— Passage provided —

Next up was Cardboard Gangsters the award winning semi-autobiographical tale penned by O’Connor and Connors and starring Connors as a DJ turned thug in the North Dublin town of Darndale.  I loved the flow of this story and the characters that gave at true flavor of the comedy and tragedy that are a part of the story of getting swallowed up in the drug culture and treachery surrounding them.  Just a regular gang of lads who happen into dealing nearly by accident, the story follows them through the partying, violence, and deception that become part of their lives.  But they never seem to lose their humanity in this piece which shows their flaws and allows them to laugh at themselves as well.   Available now on Irish Netflix, hopefully it will be available to US audiences soon.  I got to chat with Connors later that week and part of that interview will come in a future NYIrishArts podcast.

The final film of the day was the U.S. premiere of  Shelter Me : Apollo House.  A documentary produced by Jim Sheridan and shot by Zahara Moufid, of the activist take-over of a vacant NAMA building over the Christmas period of 2016 into 2017 to house the homeless in Dublin.  It follows the activists as they plot how to go about taking over the building and the outpouring of help coming to them from all over Dublin.

Featured in the film are Glen Hansard, Dean Scurry, Jim Sheridan as well as host of other volunteers who help plan, coordinate and manage the massive effort to give a respite to the homeless people living on the streets of Dublin.  The film follows them as they wrangle all the supplies, getting lights on and beds ready, as well as providing meals and arranging signage and connecting the people with services that will help them locate more amenable accommodations for the future.

Even though the effort was only successful for a few weeks, it was an amazing wake up call to the people of Ireland and has helped to feed the ongoing discussion and action currently going on to try and solve this problem countrywide.

All of these films made for a great day’s entertainment, and I would recommend going to see them if and when they reach a theatre near you!

— Data extracts —
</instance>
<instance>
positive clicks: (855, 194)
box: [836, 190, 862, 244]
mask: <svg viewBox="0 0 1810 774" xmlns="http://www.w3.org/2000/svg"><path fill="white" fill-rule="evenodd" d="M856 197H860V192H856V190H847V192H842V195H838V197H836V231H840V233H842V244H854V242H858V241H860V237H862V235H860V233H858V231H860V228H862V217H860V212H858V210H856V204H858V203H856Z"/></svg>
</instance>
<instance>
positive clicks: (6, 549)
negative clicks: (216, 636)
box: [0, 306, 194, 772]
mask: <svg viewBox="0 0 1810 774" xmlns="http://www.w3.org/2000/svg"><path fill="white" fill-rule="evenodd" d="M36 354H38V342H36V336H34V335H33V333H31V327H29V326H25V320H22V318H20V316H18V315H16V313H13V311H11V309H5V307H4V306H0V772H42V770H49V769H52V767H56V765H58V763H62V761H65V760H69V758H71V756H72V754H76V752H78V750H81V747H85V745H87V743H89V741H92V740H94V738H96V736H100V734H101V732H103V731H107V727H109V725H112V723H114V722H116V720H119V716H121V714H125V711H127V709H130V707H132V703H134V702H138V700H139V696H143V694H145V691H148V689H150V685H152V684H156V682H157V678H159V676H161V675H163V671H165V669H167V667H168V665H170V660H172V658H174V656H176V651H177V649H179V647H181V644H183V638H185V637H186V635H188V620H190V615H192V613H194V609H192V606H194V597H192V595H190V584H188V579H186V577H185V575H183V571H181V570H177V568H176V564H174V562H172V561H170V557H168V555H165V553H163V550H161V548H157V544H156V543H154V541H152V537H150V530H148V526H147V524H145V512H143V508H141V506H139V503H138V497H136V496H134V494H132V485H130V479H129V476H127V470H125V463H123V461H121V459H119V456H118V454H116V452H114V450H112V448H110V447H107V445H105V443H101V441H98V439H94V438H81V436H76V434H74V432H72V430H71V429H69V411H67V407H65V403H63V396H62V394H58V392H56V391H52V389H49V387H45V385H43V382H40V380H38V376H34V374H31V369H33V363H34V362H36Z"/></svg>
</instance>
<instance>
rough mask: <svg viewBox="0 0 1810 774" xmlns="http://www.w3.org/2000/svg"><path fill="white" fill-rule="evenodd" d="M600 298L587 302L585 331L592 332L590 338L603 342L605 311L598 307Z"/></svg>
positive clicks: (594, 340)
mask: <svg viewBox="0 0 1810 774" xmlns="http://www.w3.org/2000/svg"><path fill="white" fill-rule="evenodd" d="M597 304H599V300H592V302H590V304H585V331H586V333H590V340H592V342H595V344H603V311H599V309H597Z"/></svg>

--

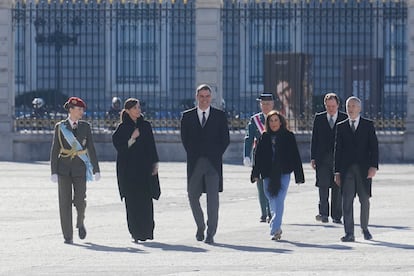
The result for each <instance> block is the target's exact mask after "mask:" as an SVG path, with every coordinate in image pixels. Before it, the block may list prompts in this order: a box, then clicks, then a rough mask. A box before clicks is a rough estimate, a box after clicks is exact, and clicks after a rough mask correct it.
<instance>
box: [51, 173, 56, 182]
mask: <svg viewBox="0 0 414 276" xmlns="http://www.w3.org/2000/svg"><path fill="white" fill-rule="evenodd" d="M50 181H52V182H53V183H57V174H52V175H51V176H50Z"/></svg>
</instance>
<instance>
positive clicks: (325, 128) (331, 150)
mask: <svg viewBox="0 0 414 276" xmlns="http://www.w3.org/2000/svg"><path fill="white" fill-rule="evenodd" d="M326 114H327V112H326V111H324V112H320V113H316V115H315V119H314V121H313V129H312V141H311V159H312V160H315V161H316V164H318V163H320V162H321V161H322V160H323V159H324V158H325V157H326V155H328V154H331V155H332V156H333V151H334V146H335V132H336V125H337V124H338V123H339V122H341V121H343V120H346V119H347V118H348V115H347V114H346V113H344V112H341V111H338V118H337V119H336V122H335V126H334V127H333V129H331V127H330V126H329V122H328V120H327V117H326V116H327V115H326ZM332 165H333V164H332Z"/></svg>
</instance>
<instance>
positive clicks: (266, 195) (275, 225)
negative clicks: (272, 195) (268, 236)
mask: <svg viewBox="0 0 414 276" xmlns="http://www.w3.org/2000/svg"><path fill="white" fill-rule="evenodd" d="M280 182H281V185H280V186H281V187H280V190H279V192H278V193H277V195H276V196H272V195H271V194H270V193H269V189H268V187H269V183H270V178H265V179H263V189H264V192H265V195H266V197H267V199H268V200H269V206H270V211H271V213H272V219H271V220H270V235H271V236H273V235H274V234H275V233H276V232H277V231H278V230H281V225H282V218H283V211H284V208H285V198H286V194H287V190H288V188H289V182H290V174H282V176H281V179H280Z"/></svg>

— To-do item —
Answer these questions from the film review:
(a) In which North Dublin town is Cardboard Gangsters set?
(b) Who shot Shelter Me: Apollo House?
(c) Over what period did the activists take over the vacant NAMA building?
The lines have no connection to the film review.

— Task solution —
(a) Darndale
(b) Zahara Moufid
(c) The Christmas period of 2016 into 2017